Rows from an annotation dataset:

----------------

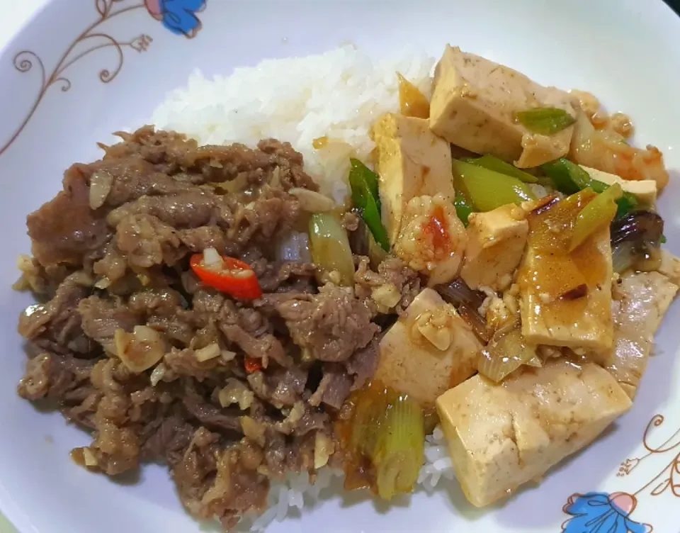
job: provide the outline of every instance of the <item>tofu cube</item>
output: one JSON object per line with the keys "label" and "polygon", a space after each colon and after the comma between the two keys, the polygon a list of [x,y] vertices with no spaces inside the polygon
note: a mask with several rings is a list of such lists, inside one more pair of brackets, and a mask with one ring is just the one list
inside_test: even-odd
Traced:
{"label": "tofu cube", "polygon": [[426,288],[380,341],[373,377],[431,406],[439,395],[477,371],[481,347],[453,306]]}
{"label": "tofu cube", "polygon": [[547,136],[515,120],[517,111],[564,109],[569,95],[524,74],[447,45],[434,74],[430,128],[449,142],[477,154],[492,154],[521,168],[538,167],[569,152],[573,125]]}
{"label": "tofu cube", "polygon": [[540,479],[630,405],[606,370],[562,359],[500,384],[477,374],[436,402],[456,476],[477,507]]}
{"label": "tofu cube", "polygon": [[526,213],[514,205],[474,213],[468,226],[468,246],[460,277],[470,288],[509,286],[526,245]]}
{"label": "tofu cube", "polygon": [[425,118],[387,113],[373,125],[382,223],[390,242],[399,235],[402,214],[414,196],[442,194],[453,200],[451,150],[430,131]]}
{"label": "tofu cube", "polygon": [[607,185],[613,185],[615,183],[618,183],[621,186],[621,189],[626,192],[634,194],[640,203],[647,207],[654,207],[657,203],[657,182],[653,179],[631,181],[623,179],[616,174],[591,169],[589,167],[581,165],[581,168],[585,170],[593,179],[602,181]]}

----------------

**Aim of the task**: Report each line of the rows above that contains the string "list", copying every such line in full.

**Written response**:
output: one JSON object per line with the keys "label" and "polygon", a space after each colon and after the comma between the two keys, the polygon a list of [x,y] vertices with no spaces inside the polygon
note: a mask with several rings is a list of such lists, inside one more pair of brackets, and a mask with one ring is just the one list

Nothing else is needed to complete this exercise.